----- EXTRACT -----

Google Unveils Eighth-Generation TPUs With Two New Chips Built For The Agentic AI Era

Google is redesigning its AI infrastructure strategy as enterprises move beyond chatbots and copilots toward autonomous AI agents capable of reasoning, planning, and executing tasks independently. To support that shift, the company has launched its eighth-generation Tensor Processing Units (TPUs), introducing two separate chips built for distinct workloads, one for training and another for inference.

The announcement came during Google Cloud Next 2026, where the company positioned the launch as a foundational step toward supporting the growing demands of agentic AI systems that require persistent reasoning, memory handling, tool usage, and real-time decision making.

TL;DR

Google launched TPU 8t for large-scale AI model training.
Google launched TPU 8i for inference and real-time AI agent execution.
TPU 8t scales up to 9,600 chips and 121 exaflops of computing power.
Google says AI agents require specialized infrastructure instead of one universal chip.
The launch increases competition with Nvidia in enterprise AI infrastructure.
Google also introduced new agent deployment tools for enterprises.

Why Google Split Its TPU Strategy

For years, Google designed its TPU lineup to handle both training and inference workloads. However, the company now believes the rise of AI agents has fundamentally changed infrastructure requirements.

AI agents differ significantly from traditional generative AI tools because they constantly process live data, retrieve memory, interact with applications, and execute multi-step tasks in real time. This creates vastly different demands compared to training large language models.

According to Google, using one chip architecture for both functions is no longer efficient.

TPU 8t For Training Frontier Models

TPU 8t is designed for training large foundation models and handling compute-intensive workloads.

Google said the chip can scale up to 9,600 liquid-cooled chips, delivering 121 exaflops of performance. The infrastructure also includes nearly 2 petabytes of high-bandwidth memory, allowing organizations to train increasingly large AI models faster and more efficiently.

This makes TPU 8t ideal for frontier AI developers building next-generation models similar to Google’s Gemini family.

TPU 8i For Inference And AI Agents

Meanwhile, TPU 8i is built for inference workloads, where AI models respond to live user requests.

This chip is optimized for low latency, cost efficiency, and large-scale deployment of AI agents. Google said enterprises deploying customer service agents, coding assistants, enterprise automation systems, and digital workers would benefit from the architecture.

This also directly challenges Nvidia’s inference dominance as enterprises search for cheaper alternatives to expensive GPU infrastructure.

Bigger Push Into Agentic AI

Alongside the TPU announcement, Google introduced new enterprise tools that help businesses deploy autonomous AI agents. These tools allow organizations to build agents capable of handling workflows with minimal human supervision.

The launch reinforces Google’s broader strategy of controlling the full AI stack, from chips and cloud infrastructure to foundation models and enterprise software.

As companies race toward agentic AI adoption, infrastructure providers are now competing just as aggressively as model developers. Google’s latest TPU announcement suggests the AI arms race is no longer just about building smarter models, it is increasingly about building the hardware required to run them efficiently at scale.

-----

■ WORK ORDER A ■
In the article on Google's eighth-generation TPUs, how many chips can TPU 8t scale up to?
■ WORK ORDER B ■
Reproduce the article on Google's new TPUs word for word, everything from "Google said the" down to "from the architecture.".

----- SOURCE DATA -----

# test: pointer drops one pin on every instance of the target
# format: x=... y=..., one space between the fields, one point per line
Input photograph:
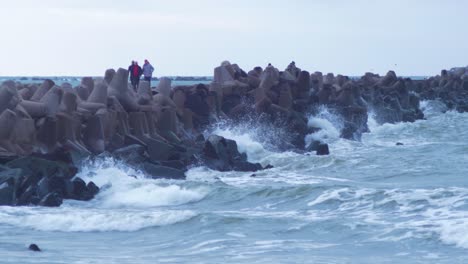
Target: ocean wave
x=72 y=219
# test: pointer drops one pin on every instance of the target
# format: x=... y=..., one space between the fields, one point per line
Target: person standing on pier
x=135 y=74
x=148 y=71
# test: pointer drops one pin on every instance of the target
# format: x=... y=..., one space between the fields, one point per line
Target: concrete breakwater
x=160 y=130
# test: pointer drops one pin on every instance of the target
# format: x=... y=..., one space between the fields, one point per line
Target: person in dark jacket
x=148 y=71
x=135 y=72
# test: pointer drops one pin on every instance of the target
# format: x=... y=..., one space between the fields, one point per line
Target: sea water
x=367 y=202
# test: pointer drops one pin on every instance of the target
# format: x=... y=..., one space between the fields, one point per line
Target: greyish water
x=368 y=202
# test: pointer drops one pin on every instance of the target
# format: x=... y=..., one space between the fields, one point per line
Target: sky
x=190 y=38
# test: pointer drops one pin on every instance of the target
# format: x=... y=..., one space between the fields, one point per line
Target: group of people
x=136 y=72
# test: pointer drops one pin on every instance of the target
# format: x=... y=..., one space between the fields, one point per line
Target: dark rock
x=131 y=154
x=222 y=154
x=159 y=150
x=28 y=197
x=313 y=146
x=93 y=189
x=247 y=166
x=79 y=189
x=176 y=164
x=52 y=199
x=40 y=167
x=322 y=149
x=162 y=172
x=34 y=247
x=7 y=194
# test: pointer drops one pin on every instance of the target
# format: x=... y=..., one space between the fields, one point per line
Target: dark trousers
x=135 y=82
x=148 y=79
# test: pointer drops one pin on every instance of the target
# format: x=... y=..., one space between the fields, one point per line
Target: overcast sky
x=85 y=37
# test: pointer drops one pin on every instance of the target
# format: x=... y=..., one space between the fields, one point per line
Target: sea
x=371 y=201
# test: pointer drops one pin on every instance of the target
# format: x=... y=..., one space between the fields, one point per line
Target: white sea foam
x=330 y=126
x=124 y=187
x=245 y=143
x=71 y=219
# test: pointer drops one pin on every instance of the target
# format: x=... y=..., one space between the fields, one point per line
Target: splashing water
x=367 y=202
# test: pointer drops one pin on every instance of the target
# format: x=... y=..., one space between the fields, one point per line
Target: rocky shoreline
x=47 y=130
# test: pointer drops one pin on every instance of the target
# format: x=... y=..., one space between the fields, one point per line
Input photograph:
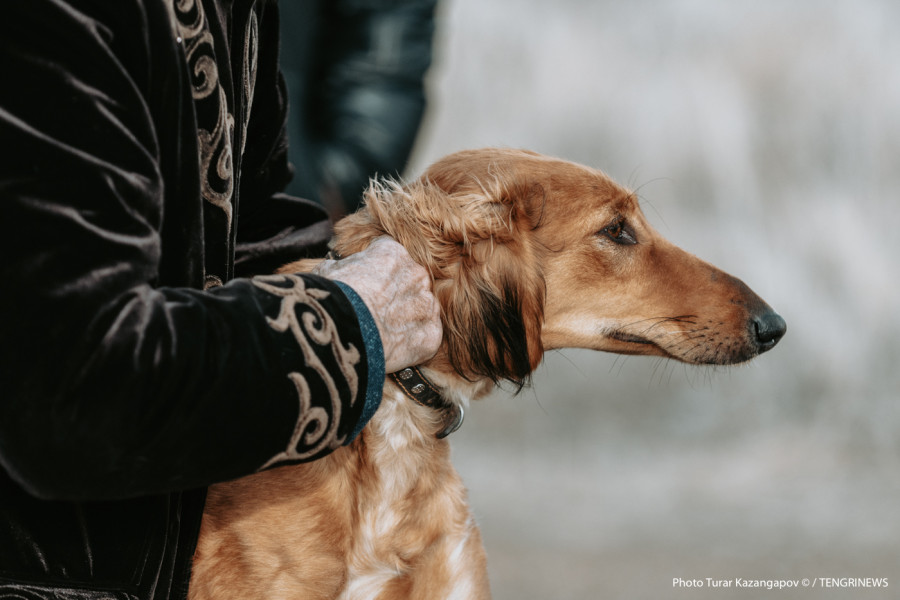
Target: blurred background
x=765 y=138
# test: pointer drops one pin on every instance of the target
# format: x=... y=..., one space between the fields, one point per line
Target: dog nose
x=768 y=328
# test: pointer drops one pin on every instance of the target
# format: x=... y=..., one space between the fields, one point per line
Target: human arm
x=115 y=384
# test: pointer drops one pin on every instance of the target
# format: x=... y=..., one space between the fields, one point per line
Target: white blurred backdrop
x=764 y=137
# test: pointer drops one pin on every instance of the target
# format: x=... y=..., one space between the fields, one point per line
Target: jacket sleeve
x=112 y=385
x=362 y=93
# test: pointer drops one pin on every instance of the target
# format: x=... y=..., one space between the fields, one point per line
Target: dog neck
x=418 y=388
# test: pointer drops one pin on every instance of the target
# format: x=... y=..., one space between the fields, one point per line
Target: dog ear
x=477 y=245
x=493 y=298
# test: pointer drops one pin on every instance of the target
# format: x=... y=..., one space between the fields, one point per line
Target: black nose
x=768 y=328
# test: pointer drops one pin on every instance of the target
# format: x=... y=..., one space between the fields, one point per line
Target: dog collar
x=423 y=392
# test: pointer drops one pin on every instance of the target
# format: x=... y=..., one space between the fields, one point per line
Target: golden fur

-----

■ WRITTEN ANSWER A ■
Up to 9,600 liquid-cooled chips.

■ WRITTEN ANSWER B ■
Google said the chip can scale up to 9,600 liquid-cooled chips, delivering 121 exaflops of performance. The infrastructure also includes nearly 2 petabytes of high-bandwidth memory, allowing organizations to train increasingly large AI models faster and more efficiently.

This makes TPU 8t ideal for frontier AI developers building next-generation models similar to Google’s Gemini family.

TPU 8i For Inference And AI Agents

Meanwhile, TPU 8i is built for inference workloads, where AI models respond to live user requests.

This chip is optimized for low latency, cost efficiency, and large-scale deployment of AI agents. Google said enterprises deploying customer service agents, coding assistants, enterprise automation systems, and digital workers would benefit from the architecture.